The records below are to be copied exactly, with their pictures left out.

********************

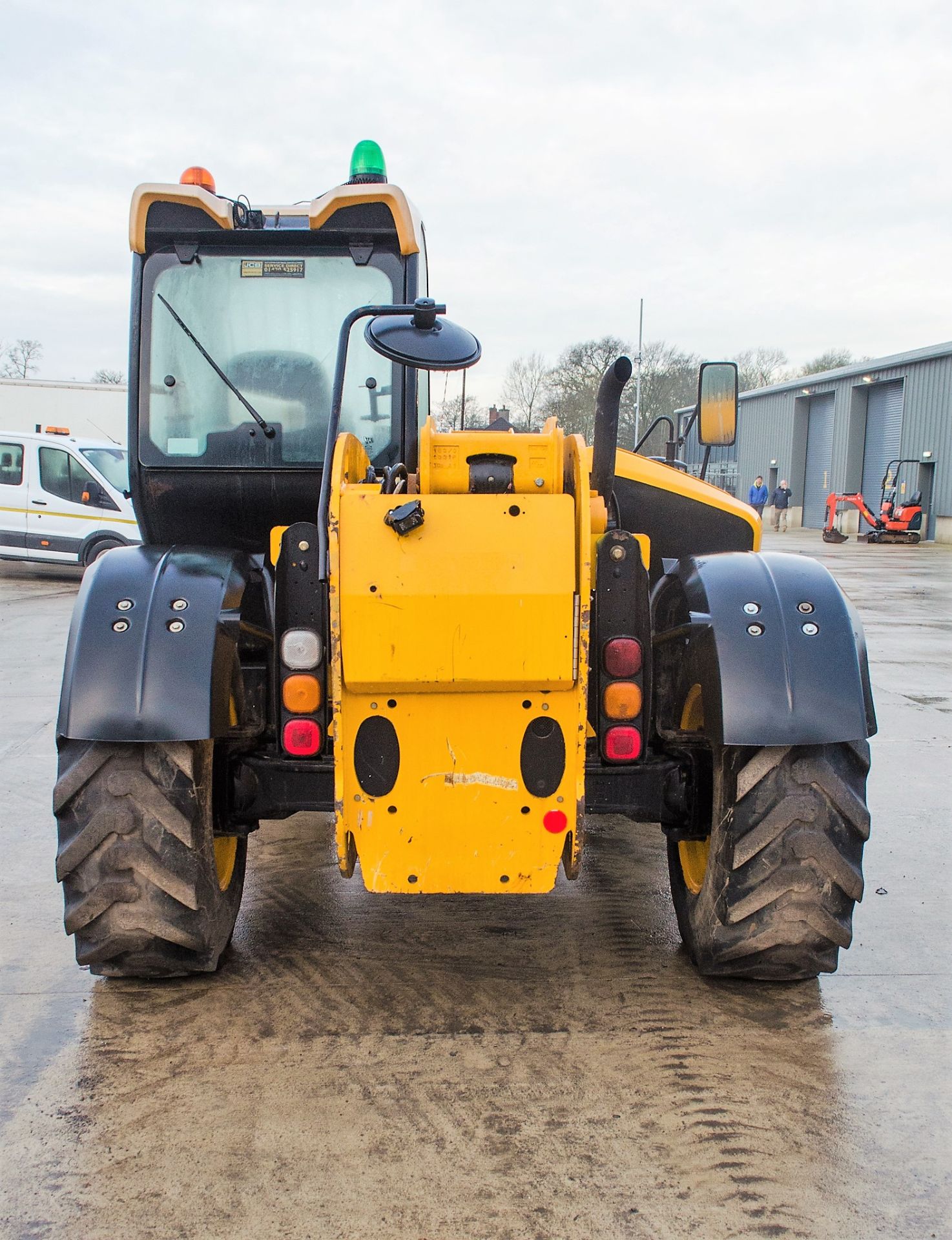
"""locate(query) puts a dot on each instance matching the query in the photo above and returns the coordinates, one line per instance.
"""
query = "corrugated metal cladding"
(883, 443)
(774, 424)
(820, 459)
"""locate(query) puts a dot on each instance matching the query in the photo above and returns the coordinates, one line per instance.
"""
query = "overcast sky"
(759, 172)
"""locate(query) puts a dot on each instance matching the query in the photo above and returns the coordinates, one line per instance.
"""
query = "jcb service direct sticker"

********************

### Solution for this task
"""locate(query) puts a dot on each instance matching the query in the photo above and returns the coordinates, one line per instance.
"""
query = "corrugated metal cladding"
(883, 443)
(774, 424)
(820, 459)
"""locate(query) puts a dot on each instance matching the query in the photo above and returns the coordinates, one line per instance.
"""
query = "overcast sky"
(759, 172)
"""locate(query) puts a dot on each instance matching the query in the photo above and returns the coordinates, one line per instance.
"""
query = "jcb service direct sticker"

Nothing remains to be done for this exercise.